## RECORDS SHOWN
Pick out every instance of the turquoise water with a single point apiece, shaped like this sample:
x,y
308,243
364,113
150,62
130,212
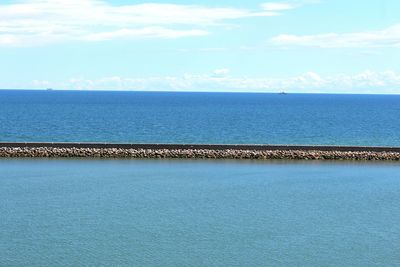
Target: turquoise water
x,y
137,117
198,213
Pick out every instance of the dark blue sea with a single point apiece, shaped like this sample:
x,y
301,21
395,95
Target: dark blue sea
x,y
199,213
139,117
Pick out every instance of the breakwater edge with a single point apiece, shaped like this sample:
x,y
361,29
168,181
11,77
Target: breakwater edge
x,y
176,151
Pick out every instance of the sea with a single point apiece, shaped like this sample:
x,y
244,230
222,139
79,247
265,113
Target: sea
x,y
202,118
91,212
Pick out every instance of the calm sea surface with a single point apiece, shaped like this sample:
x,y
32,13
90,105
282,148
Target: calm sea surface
x,y
198,213
199,118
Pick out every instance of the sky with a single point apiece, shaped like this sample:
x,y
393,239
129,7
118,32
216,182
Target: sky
x,y
297,46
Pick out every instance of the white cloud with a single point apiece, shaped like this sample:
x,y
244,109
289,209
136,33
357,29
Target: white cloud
x,y
274,6
221,72
364,82
389,37
32,22
286,5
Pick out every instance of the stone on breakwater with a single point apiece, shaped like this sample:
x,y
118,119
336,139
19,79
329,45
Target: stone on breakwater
x,y
56,152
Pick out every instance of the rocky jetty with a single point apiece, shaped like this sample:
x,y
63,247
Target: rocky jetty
x,y
79,152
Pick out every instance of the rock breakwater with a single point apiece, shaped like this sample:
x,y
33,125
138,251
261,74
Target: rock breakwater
x,y
134,153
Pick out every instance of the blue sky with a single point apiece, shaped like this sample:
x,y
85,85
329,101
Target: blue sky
x,y
324,46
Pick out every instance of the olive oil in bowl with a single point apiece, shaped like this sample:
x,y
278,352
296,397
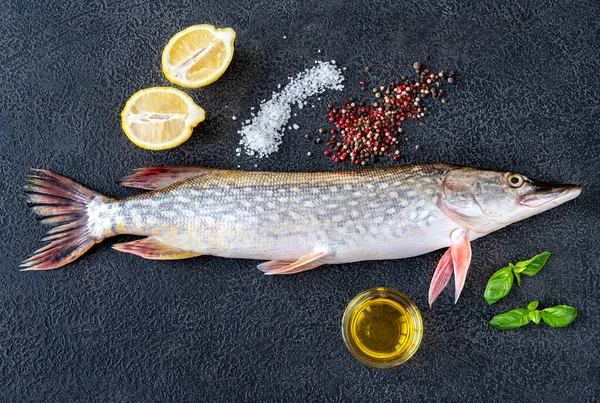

## SET PROBLEM
Write down all of the data above without changing a word, and leave out the pictures.

## RESULT FOR THIS TASK
Pick out every instance of the turquoise water with a single point apiece, shaped like this sample:
x,y
308,243
364,113
150,62
130,212
Target: turquoise water
x,y
137,117
198,213
Pick out every instance of the dark blue sea with a single point apiece, shaped like this sample:
x,y
301,21
395,95
Target: dark blue sea
x,y
199,213
139,117
Pick out every instance of the breakwater edge with a single point apiece, shaped like this sample:
x,y
361,29
168,181
11,77
Target: breakwater edge
x,y
176,151
Pick out every instance of the sea with a single point apiece, shaped like this sample:
x,y
244,230
222,139
79,247
265,113
Target: sea
x,y
202,118
91,212
Pick out every instance of the calm sea surface with a single point apiece, shaped like this sample:
x,y
32,13
90,105
282,148
Target: calm sea surface
x,y
198,213
199,118
Pick out every instance of the sky with a single point apiece, shaped like this sample:
x,y
393,239
129,7
118,32
216,182
Target: sky
x,y
297,46
Pick out every instance of the white cloud with a single point apiece, shaped like this sample:
x,y
244,109
289,209
136,33
357,29
Target: white cloud
x,y
274,6
221,72
364,82
389,37
32,22
286,5
Pick out every instance of the stone on breakwater with a single point apiece, shaped like this sample:
x,y
118,119
336,139
19,79
329,45
Target: stone on breakwater
x,y
56,152
Pick out every instance of the rocky jetty with a single point apiece, shaped like this sample:
x,y
63,247
Target: rocky jetty
x,y
79,152
Pick out every instance of the rock breakwater with a single point apiece, shaped like this sample:
x,y
33,125
138,251
261,74
Target: rock breakwater
x,y
134,153
Pick out every instance of the blue sky with a single point apiece, shaped like this sample:
x,y
85,85
329,101
Target: blue sky
x,y
324,46
Pick out every instance of the olive oil in bowl with a single point apiece, shaped like this sample:
x,y
278,352
296,397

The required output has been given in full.